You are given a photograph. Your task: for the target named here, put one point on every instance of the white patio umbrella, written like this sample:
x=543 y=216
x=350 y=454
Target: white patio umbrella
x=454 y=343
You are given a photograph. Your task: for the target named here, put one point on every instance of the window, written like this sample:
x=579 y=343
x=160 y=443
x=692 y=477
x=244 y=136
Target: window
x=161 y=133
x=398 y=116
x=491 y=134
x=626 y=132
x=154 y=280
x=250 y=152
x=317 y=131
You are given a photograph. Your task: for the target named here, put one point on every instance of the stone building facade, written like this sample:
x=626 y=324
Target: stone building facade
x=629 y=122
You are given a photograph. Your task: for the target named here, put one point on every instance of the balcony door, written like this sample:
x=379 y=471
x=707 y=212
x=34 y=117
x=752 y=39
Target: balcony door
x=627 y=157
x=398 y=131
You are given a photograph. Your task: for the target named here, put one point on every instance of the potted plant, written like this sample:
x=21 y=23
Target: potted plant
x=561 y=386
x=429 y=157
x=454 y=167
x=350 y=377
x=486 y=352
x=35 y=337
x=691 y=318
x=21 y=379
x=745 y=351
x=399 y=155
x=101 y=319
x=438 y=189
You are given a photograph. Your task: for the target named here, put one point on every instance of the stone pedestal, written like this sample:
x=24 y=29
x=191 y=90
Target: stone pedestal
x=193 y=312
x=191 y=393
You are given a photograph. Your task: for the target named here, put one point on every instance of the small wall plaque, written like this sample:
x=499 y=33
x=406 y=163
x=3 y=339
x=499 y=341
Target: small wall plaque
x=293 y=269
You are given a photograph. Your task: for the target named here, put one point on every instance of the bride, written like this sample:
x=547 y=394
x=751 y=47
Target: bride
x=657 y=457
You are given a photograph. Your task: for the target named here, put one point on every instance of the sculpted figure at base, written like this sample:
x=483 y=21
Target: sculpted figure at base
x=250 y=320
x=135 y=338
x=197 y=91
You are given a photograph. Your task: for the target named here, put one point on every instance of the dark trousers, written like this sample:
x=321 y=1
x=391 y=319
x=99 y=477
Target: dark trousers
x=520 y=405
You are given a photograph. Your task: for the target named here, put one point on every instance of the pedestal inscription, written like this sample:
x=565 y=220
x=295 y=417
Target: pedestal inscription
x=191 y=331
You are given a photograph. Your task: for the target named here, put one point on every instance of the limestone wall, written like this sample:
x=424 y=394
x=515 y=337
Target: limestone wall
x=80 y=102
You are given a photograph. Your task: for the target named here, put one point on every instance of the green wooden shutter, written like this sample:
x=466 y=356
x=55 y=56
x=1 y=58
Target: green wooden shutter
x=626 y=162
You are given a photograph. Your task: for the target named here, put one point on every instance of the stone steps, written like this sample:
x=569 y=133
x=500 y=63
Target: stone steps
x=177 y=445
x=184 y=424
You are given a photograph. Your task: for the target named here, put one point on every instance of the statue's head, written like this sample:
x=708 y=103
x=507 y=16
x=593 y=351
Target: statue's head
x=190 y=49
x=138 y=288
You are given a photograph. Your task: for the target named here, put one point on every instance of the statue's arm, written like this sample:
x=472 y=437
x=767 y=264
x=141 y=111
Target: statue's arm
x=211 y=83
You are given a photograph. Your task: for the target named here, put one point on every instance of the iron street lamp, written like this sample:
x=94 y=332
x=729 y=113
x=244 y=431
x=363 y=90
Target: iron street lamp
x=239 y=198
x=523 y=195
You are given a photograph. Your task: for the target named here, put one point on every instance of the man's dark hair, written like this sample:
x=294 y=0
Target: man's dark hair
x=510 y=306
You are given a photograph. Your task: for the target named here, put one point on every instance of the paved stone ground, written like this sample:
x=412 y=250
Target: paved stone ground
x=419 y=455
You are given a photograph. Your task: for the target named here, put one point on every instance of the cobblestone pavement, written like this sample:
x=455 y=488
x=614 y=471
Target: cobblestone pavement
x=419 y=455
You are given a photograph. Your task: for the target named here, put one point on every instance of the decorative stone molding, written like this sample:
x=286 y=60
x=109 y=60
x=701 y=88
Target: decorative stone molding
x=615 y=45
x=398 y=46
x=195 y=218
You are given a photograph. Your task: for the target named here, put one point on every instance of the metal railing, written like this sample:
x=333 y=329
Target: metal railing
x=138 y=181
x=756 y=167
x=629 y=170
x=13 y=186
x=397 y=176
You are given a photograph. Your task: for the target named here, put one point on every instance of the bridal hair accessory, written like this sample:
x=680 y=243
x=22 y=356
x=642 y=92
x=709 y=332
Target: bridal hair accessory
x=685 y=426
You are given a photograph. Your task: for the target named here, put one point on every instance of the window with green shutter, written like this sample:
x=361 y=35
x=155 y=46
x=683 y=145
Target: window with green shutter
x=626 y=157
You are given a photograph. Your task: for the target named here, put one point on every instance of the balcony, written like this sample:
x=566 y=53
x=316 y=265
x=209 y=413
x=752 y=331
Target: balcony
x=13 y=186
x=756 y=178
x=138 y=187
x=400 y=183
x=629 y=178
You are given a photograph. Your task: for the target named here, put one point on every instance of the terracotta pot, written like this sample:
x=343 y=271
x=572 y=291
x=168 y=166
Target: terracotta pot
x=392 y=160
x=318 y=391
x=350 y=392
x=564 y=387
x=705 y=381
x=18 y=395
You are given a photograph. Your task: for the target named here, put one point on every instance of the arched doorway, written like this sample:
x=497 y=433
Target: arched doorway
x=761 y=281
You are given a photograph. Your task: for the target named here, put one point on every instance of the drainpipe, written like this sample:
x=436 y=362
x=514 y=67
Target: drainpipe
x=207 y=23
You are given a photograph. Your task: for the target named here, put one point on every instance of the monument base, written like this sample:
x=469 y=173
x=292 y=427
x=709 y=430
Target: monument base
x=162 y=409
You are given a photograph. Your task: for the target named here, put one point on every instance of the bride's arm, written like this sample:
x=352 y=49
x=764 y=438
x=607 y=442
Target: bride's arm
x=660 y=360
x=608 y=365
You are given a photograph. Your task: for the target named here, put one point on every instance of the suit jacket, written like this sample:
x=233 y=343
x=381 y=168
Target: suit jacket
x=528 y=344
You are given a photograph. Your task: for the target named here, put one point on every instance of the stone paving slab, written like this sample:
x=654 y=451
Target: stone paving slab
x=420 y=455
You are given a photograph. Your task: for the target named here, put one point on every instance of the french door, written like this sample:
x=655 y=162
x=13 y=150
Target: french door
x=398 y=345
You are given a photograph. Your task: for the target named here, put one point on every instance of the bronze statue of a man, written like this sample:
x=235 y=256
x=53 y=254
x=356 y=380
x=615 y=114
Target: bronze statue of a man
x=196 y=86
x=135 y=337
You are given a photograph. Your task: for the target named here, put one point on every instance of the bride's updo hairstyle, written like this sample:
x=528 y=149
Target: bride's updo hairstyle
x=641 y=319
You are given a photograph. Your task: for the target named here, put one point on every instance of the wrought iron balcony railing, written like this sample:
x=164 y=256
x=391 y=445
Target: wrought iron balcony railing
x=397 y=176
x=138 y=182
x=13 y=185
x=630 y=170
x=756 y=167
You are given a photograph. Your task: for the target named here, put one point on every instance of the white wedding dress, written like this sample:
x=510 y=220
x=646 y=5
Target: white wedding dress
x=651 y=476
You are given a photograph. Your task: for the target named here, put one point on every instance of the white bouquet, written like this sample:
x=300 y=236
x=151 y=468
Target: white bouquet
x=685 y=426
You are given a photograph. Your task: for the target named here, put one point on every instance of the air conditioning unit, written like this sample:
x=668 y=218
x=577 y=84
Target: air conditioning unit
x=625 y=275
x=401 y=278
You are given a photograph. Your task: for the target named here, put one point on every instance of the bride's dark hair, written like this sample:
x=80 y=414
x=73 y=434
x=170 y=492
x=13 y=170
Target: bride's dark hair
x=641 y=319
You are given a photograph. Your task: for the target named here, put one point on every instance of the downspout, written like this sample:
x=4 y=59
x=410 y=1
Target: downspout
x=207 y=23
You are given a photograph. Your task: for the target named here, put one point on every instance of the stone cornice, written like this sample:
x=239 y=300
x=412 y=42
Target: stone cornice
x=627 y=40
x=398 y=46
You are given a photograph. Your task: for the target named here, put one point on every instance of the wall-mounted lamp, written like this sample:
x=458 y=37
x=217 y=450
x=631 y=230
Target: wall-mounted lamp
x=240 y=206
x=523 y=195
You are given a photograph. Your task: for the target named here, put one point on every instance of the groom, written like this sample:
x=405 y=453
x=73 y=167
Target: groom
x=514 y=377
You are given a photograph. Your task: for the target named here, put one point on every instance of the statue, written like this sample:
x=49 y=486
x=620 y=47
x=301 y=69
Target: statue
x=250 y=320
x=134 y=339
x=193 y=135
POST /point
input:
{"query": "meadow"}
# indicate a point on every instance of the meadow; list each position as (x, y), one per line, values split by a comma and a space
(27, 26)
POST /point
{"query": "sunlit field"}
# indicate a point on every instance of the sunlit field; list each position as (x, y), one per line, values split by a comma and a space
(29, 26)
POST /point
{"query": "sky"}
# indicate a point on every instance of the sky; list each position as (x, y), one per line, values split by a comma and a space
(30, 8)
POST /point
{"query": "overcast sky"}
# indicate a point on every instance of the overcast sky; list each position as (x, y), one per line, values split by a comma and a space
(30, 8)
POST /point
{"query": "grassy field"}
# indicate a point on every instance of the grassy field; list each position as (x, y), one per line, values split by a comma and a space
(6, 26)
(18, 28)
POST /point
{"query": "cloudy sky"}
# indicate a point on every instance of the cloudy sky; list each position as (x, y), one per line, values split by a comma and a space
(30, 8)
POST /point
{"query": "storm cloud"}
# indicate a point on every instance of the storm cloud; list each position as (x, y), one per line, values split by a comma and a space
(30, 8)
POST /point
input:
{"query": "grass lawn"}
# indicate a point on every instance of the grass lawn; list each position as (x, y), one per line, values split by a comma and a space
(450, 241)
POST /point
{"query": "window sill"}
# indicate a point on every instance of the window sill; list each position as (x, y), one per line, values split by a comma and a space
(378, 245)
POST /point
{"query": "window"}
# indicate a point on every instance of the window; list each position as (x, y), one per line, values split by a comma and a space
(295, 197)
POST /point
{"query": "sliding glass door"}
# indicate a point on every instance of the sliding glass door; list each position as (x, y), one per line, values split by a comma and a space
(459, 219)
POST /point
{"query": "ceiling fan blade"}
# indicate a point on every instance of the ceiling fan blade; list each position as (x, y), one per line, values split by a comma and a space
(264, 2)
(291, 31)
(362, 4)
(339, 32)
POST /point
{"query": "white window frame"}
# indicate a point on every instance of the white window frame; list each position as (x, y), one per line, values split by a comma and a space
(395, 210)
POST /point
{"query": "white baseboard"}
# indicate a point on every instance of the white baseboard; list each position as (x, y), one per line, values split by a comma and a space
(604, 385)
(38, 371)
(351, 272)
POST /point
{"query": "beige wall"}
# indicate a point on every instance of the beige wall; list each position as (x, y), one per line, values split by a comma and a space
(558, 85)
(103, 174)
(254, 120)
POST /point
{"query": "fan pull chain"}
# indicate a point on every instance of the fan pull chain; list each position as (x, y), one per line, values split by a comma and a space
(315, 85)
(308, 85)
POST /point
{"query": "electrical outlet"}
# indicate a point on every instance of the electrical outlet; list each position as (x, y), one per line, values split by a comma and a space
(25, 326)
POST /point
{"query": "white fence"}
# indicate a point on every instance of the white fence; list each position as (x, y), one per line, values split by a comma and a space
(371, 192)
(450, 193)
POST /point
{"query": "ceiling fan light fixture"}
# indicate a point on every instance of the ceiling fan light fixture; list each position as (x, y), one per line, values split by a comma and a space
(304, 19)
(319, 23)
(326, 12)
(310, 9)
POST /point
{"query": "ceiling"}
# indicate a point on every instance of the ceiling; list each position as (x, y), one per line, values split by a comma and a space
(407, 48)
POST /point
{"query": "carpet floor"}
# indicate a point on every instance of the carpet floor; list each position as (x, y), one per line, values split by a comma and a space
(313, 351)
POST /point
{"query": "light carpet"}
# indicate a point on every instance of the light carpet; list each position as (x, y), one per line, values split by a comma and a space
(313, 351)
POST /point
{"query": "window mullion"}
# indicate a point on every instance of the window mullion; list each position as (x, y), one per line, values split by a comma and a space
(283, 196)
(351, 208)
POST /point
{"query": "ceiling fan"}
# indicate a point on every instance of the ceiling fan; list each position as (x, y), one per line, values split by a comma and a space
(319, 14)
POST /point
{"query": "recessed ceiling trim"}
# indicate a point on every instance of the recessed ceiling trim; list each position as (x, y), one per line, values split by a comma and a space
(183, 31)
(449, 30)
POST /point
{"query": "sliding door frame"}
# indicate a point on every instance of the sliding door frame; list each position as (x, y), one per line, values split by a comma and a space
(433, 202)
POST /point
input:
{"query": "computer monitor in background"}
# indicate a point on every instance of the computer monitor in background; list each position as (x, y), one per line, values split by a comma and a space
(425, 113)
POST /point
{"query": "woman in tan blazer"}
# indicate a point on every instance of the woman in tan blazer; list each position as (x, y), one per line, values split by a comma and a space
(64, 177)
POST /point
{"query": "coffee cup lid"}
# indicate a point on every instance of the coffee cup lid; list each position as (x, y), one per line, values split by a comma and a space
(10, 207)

★ ★ ★ ★ ★

• Exercise details:
Word for word, set down the lines from the beginning of the records through the line that holds "x=160 y=443". Leave out the rest.

• Result of the task:
You are given a photograph. Your task: for the target named here, put one point on every instance of the white patio umbrella, written like this sample:
x=543 y=216
x=350 y=454
Target: white patio umbrella
x=454 y=343
You are given a photograph. Your task: for the target named here, put one point on every instance of the window, written like this sample:
x=579 y=343
x=160 y=443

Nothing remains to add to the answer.